(Region annotation entries)
============================================================
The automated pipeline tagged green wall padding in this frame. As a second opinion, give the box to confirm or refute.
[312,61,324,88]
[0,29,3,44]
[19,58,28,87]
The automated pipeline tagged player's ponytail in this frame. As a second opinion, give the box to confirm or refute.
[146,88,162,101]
============================================================
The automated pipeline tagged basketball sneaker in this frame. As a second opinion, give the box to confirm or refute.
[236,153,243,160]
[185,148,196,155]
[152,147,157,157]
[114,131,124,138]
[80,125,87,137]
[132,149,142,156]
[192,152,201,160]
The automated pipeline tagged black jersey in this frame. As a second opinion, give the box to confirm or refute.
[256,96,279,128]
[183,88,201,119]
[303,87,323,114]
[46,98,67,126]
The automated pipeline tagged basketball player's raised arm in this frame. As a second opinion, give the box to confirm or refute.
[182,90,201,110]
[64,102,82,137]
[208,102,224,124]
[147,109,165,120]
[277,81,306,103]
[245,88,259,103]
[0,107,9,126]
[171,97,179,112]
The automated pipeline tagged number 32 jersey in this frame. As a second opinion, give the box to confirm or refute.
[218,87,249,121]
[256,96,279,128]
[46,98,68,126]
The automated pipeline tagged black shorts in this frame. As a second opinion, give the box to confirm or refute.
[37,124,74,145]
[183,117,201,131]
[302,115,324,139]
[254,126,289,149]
============================================================
## STATED EXERCISE
Copy the rows above without changes, from the line with "The automated pipeline tagged black jersey" up to and including the line with "[254,126,289,149]".

## RESULT OF THIS TASK
The automated pipeline tagged black jersey in this frame. As a second opinion, give the box to confirm or refute.
[256,96,279,128]
[183,88,201,119]
[303,87,323,114]
[46,98,67,126]
The automated pipeline tagged basketball player's raised arm in this frame. As a second opinion, give the box to confirm or refute.
[182,90,201,110]
[64,102,82,137]
[208,102,224,124]
[147,109,165,120]
[277,81,306,103]
[245,88,259,103]
[0,107,9,126]
[171,97,179,112]
The automated pipeline tagged number 32 jersey in this frame. As a second opinion, give the box to confirm or refute.
[218,87,249,121]
[256,96,279,128]
[46,98,68,126]
The automated pipeline tagged black shorts in this frame. As a second opinion, give the box to confirm or refute.
[37,124,74,145]
[183,117,201,131]
[302,115,324,139]
[254,126,289,149]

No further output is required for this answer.